[Pointing dataset records]
* START *

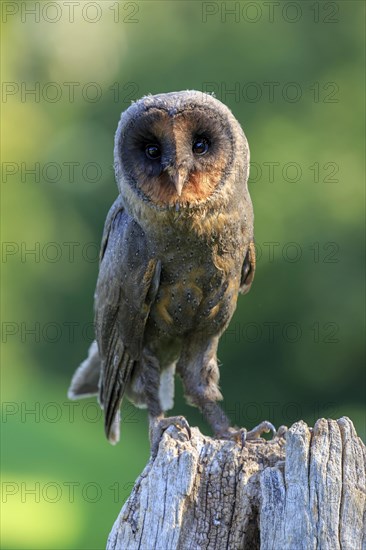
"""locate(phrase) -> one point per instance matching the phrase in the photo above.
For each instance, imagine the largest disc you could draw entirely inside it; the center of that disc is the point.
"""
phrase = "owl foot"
(159, 424)
(242, 435)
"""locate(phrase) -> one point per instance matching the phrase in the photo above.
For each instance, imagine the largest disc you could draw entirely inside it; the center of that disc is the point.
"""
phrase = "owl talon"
(159, 425)
(263, 427)
(254, 436)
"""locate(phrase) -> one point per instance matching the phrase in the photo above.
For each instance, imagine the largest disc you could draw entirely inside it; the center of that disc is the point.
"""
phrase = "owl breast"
(195, 293)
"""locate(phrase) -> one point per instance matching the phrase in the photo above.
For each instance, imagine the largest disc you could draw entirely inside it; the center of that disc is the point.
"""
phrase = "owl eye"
(200, 146)
(152, 151)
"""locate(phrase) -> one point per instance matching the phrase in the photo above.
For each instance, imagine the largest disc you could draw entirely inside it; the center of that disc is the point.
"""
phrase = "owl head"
(179, 150)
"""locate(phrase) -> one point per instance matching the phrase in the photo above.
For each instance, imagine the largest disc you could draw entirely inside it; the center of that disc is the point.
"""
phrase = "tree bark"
(303, 493)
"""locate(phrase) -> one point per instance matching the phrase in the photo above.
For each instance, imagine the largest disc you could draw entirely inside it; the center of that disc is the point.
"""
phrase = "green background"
(294, 79)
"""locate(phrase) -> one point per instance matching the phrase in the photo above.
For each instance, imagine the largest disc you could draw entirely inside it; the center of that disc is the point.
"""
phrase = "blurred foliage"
(294, 348)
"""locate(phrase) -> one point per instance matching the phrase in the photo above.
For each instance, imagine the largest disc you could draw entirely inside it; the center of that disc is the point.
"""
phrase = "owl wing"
(127, 285)
(248, 269)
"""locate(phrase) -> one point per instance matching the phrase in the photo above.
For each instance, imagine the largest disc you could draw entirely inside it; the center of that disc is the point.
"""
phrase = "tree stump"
(303, 493)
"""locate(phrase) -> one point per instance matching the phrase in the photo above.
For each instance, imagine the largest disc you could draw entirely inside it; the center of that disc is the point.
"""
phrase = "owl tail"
(85, 381)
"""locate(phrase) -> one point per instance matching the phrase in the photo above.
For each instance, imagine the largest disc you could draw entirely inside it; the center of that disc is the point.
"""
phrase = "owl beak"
(179, 178)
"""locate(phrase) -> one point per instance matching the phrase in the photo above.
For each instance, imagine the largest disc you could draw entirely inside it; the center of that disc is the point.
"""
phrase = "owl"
(176, 252)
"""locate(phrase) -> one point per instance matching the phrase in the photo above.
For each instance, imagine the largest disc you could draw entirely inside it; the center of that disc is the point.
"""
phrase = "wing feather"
(248, 269)
(127, 285)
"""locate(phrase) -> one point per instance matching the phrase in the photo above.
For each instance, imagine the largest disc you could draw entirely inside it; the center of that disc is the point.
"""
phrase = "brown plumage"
(176, 251)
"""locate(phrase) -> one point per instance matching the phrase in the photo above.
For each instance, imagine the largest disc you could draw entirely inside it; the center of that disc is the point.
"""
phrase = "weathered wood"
(308, 492)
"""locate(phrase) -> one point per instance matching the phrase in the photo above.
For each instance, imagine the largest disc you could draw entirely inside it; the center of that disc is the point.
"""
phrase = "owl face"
(176, 149)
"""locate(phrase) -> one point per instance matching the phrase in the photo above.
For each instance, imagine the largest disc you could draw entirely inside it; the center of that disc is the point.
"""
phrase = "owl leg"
(200, 374)
(198, 369)
(157, 423)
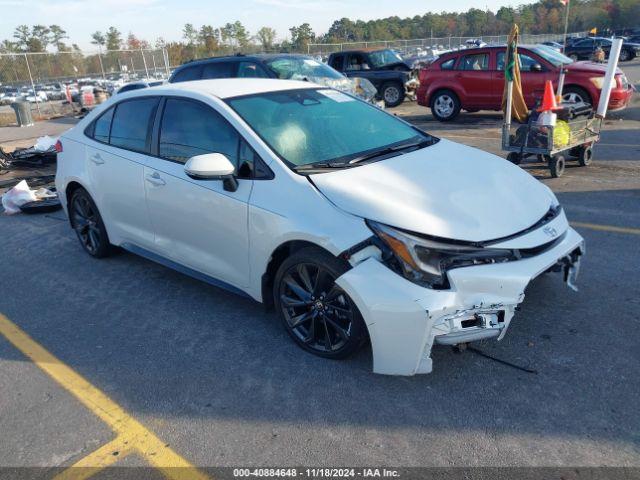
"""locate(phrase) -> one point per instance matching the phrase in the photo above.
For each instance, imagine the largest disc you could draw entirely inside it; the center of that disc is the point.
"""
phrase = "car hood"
(446, 190)
(589, 67)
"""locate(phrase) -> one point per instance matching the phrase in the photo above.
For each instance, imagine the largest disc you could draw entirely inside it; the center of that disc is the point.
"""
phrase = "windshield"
(297, 68)
(551, 55)
(312, 126)
(381, 58)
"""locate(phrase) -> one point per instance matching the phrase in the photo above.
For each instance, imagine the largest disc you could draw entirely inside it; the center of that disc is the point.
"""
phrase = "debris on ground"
(41, 154)
(22, 198)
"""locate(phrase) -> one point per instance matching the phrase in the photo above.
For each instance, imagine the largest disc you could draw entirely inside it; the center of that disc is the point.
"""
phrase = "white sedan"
(354, 225)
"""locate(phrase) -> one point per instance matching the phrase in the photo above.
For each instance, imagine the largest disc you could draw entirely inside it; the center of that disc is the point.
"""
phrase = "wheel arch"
(588, 91)
(443, 88)
(71, 188)
(279, 255)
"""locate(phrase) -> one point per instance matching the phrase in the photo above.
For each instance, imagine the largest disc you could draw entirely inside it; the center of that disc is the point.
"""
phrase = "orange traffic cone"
(548, 100)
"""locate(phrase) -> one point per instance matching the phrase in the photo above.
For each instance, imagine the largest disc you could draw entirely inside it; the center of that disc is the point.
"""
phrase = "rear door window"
(251, 70)
(103, 126)
(477, 62)
(192, 128)
(131, 125)
(448, 64)
(187, 74)
(337, 62)
(219, 70)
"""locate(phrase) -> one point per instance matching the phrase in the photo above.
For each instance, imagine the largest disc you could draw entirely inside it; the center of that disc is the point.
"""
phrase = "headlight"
(426, 261)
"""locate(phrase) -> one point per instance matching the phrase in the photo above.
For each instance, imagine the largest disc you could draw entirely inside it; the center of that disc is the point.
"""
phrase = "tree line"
(543, 16)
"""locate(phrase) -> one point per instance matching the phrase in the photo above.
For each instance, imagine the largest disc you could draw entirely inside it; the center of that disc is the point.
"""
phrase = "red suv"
(473, 80)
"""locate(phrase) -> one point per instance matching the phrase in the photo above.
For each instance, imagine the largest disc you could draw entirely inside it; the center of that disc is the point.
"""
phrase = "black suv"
(583, 49)
(384, 68)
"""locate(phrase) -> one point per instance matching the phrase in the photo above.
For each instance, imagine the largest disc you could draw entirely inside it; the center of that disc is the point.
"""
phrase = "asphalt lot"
(219, 382)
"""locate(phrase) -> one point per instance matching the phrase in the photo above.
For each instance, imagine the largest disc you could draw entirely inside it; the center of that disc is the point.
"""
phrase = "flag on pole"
(519, 109)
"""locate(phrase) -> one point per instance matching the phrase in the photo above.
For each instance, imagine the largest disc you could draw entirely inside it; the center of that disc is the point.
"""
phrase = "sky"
(150, 19)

* END *

From the records given above, reproduce all text exactly and exclude each picture.

Result for this task:
"""locate(phrase) -> one point per instance matching the phrase in the photo above.
For each instance, imagine the largest disc you could draw entirely inside it; the center of that disc is the point.
"""
phrase = "owl foot"
(159, 424)
(242, 435)
"""locate(phrase) -> one point per instance matching the phrase in the photo above.
For each instance, imagine the largest disc you could draw entirely inside it; the center of that disc is the point.
"""
phrase = "owl talon"
(159, 425)
(263, 427)
(254, 436)
"""locate(phrase) -> one point per instance matching the phrase in the photo above.
For each instance, imagine the largest disc you could draw entirely inside it; the center of that disc is the point.
"""
phrase = "owl breast"
(195, 293)
"""locate(phrase) -> one point per instance matching the phrase in the photo above.
For each instance, imagine the largest disc you could draw entirely inside it; the center of that disc is the point.
"""
phrase = "owl eye"
(200, 146)
(152, 151)
"""locate(phrase) -> one point per instance matching the phrase in the photo above.
For each instance, imagine the largest disc you could draw entirely inside it; the center of that disc is the point.
"""
phrase = "owl head"
(179, 150)
"""locate(phrase) -> one point per instance matching the phrase in the photo above.
For each instance, imagine the largest disc you could draw entirely inside it; the center of that disc is the point.
"""
phrase = "tree bark"
(303, 493)
"""locate(phrase) -> one point per instance matching the phrase in the photo above.
For each instance, imagine the largest disc you could draw entirely inside it; the center of that disc is the point.
"""
phrase = "green background"
(294, 79)
"""locate(phrase) -> one point per instance matching the phrase in the photo above.
For each instance, imagine the largest disc you could draw entirely inside it; the center of that disc is the point.
"""
phrase = "blurred foliage"
(294, 348)
"""locate(phrase) -> one point per instance matching the phrase in the photo above.
For each instance, imagine the largest disc you could draw entirely inside it; the center of that disc is the point.
"""
phrase = "owl wing"
(127, 285)
(248, 269)
"""locate(phrase) -> one point per instance matching the phrase in the photo above.
For each instance, imagine the largest disc you could draw entirely inside it; the center of that disc is the point.
"""
phrase = "tree stump"
(303, 493)
"""locate(phrase) -> one point per instance matching the phrase in the photo above.
For each instance, imagine the largest disc you could draw entirely inside it; the center of that disc is the point.
"""
phrase = "owl tail"
(85, 381)
"""locate(phrase) -> one point per instance matching the phrase in the photo above.
For each instance, imagine the largest disc you could draw entirely inside it; the center of that disc is the point.
"""
phrase = "owl beak"
(179, 178)
"""locate(phrase) -> one point per instance matching the phrase in the photo above.
For each instance, imagine the largest disc you could draw entirely inside it; the center of that disc is the point.
"""
phrase = "owl"
(176, 252)
"""locate(phrase) -> one point per instance matching the phrase in the photo above.
For each instance, imagine the largest disc you could draw entirely inside it; the center of that disc is the point.
"""
phrase = "wing feather"
(248, 269)
(127, 285)
"""locate(phrase) -> one point per instance matching the phrase in the photo above.
For each instance, imagine the largest disc you could draw entirely inside it; the center of that disc is the point.
"""
phrase = "brown plumage"
(176, 251)
"""locate(phrase) -> one point per instance matching the phrase in the photo above.
For each instance, imagine the largest disc you could draw entirely inside it; the center of that disc is the point.
"""
phrase = "weathered wood"
(308, 492)
"""locate(phrase) -> one point per instance matching the phrase in the photo above.
For each instance, imagine the largest disc you could draw entirely inside it; the center of that disc is the point.
"""
phrase = "owl face"
(176, 149)
"""locate(phrase) -> one point per instance matching the phrase in the photo above.
For each instance, imagine the largest disc you could draw entirely inside it; the center of that disc is the point.
"""
phrase = "owl leg"
(200, 374)
(198, 369)
(157, 423)
"""locate(phrase) -> one point per instance matching the phrase in the photo above.
For each instance, imagine the largest disc you could draw entirely inside it; the center of that disc is the point.
"""
phrase = "car hood"
(446, 190)
(589, 67)
"""locate(phrase) -> one point per instance matching the phrase in the photo above.
For each instance, imagine the largest disc you could draw entirely inside it; the center of that disc is the point.
"""
phrase = "windshield"
(297, 68)
(551, 55)
(312, 126)
(381, 58)
"""locate(phrase) -> one point per instance matching the phrase in the photo above.
For each instance, imagine the largest disc you could draw entirely inside it; the center of that disc is the point.
"""
phrase = "debris on ground"
(41, 154)
(22, 198)
"""locate(phrase) -> one point per instance matching the phrase in the photo above.
For each instance, imagine the largest disc you could draw entirely inside it; the center of that disc is the point.
"""
phrase = "white sedan"
(354, 225)
"""locate(phrase) -> one point per instance matching the phrase in the photo above.
For each instance, imagine the largest disc you could draw entirely inside it; the center of that disc is the point.
"""
phrase = "wheel arch"
(588, 91)
(443, 88)
(71, 188)
(279, 255)
"""locate(phrase) -> one point per instance matching the phrase in the photo above.
For each instance, imagine the largest disc you could draw entirely inside it; the center of that disc is the point.
"""
phrase = "orange traffic cone"
(548, 100)
"""locate(phrase) -> one point per instance matching the phrase in the photo above.
For each instance, imagine the largest disc you could draw entirely inside it; the center of that disc is the point.
"""
phrase = "rear door window"
(251, 70)
(103, 126)
(477, 62)
(192, 128)
(131, 125)
(448, 64)
(187, 74)
(337, 62)
(219, 70)
"""locate(phrase) -> one point per instance matching the phrase in the photo above.
For each instance, imagine the largest disc you could draw entirely inside it; the center of that disc is the point.
"""
phrase = "headlight"
(426, 261)
"""locate(phrase) -> one point per instance matching the phrase in the photo above.
For each instance, imagine the largest disc you could draw entirely inside it; the center of that disc is the point.
"""
phrase = "tree line"
(543, 16)
"""locate(phrase) -> one point per instance matching the phrase in the photo above.
For each instance, imagine the largest disc you could draw entirely inside it; the center of that disc is the point.
"""
phrase = "red suv"
(473, 80)
"""locate(phrase) -> one point per instance matching the phrase in the photo above.
For each instance, imagine the largest disc you could draw entirely inside it; the center of that disc is the point.
"""
phrase = "black suv"
(583, 49)
(384, 68)
"""locate(phrase) -> one point per instance matching the phrase in the photo above.
For each instance, imagine the largest disc you could draw entirely inside it; the center of that disc is the point.
"""
phrase = "asphalt lot"
(219, 382)
"""locate(phrase) -> one point per instance matching the phrase in the photo above.
For each instance, imagine the largest disc you could draw entirely inside it; the center of that disc is the point.
"""
phrase = "flag on pole"
(519, 109)
"""locate(phrase) -> one point per instance matching the phrase in the photo above.
For each instance, imagine the largest disc you could draw entirely inside it; the center of that disc is the point.
"""
phrase = "sky"
(150, 19)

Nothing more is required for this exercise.